SET PROBLEM:
In the model card below, rewrite the stretch from "Transactor AIBA - Banking" through "identification numbers (INN)", renaming "entities" to "fields" wherever it occurs.

SOURCE TEXT:
Transactor AIBA - Banking Transaction NER Model

Model Description

Transactor AIBA is a multilingual Named Entity Recognition (NER) model fine-tuned on google-bert/bert-base-multilingual-cased for extracting entities from banking and financial transaction texts. The model supports both English and Russian languages.

Intended Use

This model is designed to extract key entities from banking transaction requests, including:

  • Transaction amounts and currencies
  • Account numbers and bank codes
  • Tax identification numbers (INN)
  • Recipient/sender information
  • Transaction purposes
  • Dates and time periods

Entity Types

The model recognizes the following entity types:

  • amount
  • bank_code
  • currency
  • date
  • description
  • end_date
  • receiver_hr
  • receiver_inn
  • receiver_name
  • start_date
  • status

Training Data

  • Base Model: google-bert/bert-base-multilingual-cased
  • Training Samples: 200,015
  • Validation Samples: 35,297
  • Dataset: Custom banking transaction dataset with multilingual support

Training Details

  • Epochs: 5
  • Batch Size: 16
  • Learning Rate: 2e-5
  • Optimizer: AdamW
  • LR Scheduler: Linear with warmup
  • Framework: Transformers + PyTorch

Performance

  • Validation F1 Score: 0.9999

Usage

from transformers import AutoTokenizer, AutoModelForTokenClassification
import torch

# Load model and tokenizer
model_name = "primel/transactor-aiba"

DATA PROVIDED:
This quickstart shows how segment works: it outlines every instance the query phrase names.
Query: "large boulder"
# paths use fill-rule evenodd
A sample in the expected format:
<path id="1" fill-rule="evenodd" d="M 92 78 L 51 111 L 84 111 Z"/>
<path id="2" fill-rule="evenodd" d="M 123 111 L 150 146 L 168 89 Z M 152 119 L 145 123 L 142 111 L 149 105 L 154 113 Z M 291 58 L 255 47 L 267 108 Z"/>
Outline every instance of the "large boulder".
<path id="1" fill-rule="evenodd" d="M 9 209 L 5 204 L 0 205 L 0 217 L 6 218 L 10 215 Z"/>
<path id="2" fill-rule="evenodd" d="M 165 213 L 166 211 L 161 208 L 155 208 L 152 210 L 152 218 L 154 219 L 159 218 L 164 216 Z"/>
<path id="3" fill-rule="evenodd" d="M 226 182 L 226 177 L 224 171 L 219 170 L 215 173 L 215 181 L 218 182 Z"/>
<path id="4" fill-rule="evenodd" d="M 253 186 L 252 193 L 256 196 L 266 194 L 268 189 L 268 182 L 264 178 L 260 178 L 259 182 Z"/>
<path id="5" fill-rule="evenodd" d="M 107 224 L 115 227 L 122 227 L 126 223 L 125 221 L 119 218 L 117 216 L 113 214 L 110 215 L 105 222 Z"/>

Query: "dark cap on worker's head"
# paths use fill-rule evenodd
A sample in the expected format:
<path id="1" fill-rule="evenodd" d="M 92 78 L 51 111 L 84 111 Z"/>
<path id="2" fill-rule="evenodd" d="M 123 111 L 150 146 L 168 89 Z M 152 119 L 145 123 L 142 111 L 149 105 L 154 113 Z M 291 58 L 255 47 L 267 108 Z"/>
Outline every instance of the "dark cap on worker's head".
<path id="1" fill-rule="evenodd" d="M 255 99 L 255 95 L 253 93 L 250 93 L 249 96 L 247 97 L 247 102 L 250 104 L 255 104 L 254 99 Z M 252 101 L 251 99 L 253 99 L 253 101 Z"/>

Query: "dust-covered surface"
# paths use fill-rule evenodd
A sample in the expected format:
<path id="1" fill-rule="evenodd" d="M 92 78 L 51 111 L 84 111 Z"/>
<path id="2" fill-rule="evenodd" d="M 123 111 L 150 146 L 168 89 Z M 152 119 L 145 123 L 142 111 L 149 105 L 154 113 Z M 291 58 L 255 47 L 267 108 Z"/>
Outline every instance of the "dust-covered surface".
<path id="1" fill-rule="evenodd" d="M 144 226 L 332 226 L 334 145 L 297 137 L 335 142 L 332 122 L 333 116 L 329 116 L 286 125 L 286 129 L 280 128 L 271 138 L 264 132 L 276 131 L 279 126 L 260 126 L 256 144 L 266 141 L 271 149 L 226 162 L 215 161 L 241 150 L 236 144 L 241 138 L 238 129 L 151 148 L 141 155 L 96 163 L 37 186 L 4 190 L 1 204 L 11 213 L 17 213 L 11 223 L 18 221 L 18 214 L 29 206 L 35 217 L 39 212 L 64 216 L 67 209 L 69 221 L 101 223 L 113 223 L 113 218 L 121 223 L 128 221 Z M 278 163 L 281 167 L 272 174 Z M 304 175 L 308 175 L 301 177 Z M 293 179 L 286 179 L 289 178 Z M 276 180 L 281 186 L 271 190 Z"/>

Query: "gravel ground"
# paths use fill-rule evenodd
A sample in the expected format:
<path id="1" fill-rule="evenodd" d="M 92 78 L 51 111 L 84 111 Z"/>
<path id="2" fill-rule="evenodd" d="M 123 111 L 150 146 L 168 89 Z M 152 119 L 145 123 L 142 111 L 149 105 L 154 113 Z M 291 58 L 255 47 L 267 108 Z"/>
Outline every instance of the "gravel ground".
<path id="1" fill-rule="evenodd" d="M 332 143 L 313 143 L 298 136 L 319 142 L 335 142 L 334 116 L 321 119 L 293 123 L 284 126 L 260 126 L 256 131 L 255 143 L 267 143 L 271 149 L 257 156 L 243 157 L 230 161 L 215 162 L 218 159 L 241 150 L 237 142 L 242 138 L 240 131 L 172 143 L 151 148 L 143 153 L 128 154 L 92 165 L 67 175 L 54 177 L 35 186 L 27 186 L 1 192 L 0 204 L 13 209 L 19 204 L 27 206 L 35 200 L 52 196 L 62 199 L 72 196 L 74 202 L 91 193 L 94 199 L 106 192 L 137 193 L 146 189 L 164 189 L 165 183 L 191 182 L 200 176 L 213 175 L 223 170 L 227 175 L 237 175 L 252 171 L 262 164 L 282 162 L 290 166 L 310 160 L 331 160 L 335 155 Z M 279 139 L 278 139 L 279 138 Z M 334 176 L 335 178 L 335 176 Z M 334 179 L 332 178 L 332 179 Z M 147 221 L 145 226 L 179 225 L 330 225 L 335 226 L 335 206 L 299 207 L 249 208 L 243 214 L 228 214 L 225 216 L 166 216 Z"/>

EXPECTED ANSWER:
Transactor AIBA - Banking Transaction NER Model

Model Description

Transactor AIBA is a multilingual Named Entity Recognition (NER) model fine-tuned on google-bert/bert-base-multilingual-cased for extracting fields from banking and financial transaction texts. The model supports both English and Russian languages.

Intended Use

This model is designed to extract key fields from banking transaction requests, including:

  • Transaction amounts and currencies
  • Account numbers and bank codes
  • Tax identification numbers (INN)